DATA SECTION ->
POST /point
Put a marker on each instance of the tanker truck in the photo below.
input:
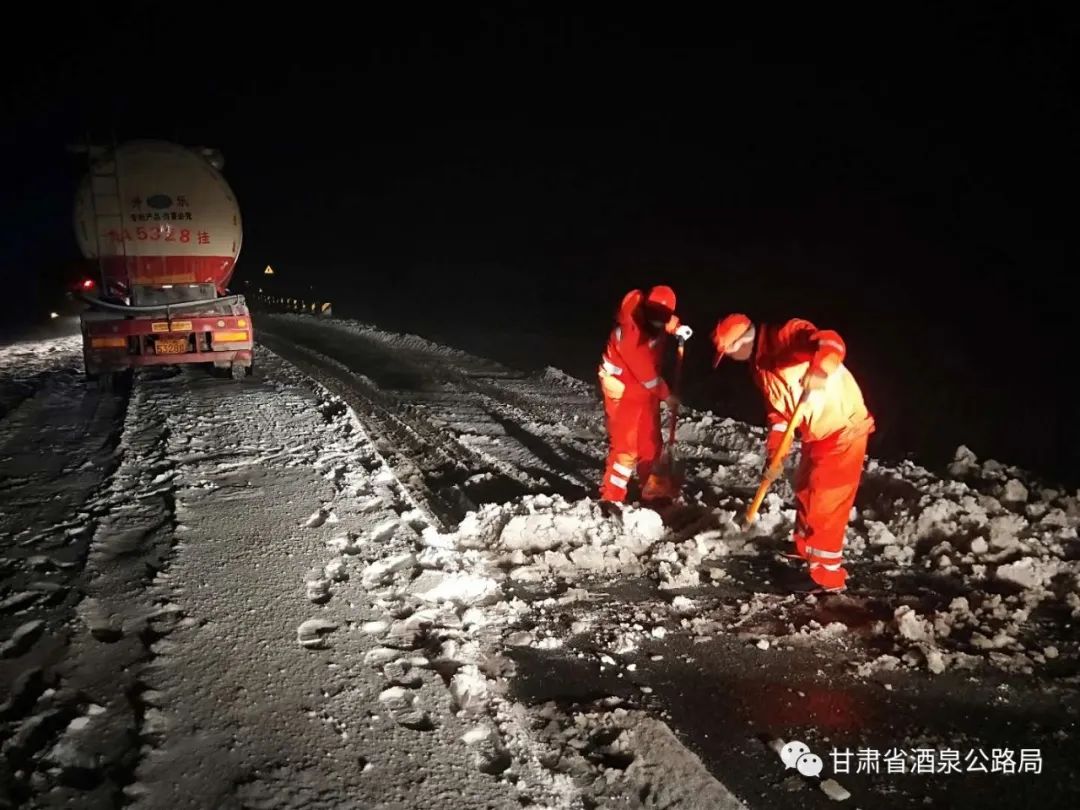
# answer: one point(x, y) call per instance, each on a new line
point(161, 229)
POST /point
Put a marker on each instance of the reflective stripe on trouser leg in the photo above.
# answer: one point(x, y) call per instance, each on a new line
point(622, 457)
point(648, 437)
point(826, 484)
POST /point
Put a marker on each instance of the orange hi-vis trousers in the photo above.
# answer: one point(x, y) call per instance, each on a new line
point(633, 424)
point(825, 486)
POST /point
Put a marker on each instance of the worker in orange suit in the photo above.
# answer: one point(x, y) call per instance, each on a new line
point(785, 360)
point(633, 386)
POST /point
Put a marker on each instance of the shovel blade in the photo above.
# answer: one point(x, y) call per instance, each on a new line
point(665, 481)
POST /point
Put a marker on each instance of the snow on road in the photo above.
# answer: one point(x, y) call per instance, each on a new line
point(374, 575)
point(243, 626)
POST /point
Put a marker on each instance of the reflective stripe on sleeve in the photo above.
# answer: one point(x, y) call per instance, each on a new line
point(824, 554)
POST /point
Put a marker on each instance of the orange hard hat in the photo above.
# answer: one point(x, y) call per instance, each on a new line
point(727, 333)
point(661, 301)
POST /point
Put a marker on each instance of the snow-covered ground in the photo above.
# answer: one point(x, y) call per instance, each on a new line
point(375, 575)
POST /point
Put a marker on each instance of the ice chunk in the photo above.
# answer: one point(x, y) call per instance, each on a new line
point(644, 523)
point(335, 569)
point(1003, 530)
point(684, 605)
point(542, 531)
point(878, 534)
point(963, 462)
point(311, 633)
point(469, 689)
point(385, 530)
point(1014, 493)
point(461, 589)
point(910, 625)
point(1027, 572)
point(380, 656)
point(378, 572)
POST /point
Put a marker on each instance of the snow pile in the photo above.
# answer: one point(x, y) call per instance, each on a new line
point(541, 536)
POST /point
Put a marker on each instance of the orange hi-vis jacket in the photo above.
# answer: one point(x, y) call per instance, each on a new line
point(632, 356)
point(782, 358)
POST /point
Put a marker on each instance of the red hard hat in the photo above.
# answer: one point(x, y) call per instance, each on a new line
point(661, 300)
point(727, 333)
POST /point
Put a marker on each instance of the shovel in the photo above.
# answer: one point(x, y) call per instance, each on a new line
point(667, 474)
point(777, 462)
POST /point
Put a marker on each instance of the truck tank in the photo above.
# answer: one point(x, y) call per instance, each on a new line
point(163, 228)
point(156, 213)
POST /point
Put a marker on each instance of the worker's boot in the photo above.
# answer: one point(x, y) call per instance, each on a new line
point(800, 549)
point(828, 578)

WORK INSTRUCTIONS ->
Tell how many lines of the listing contain the string "hard", giving the number without any other words.

ANSWER TO THE EXERCISE ->
2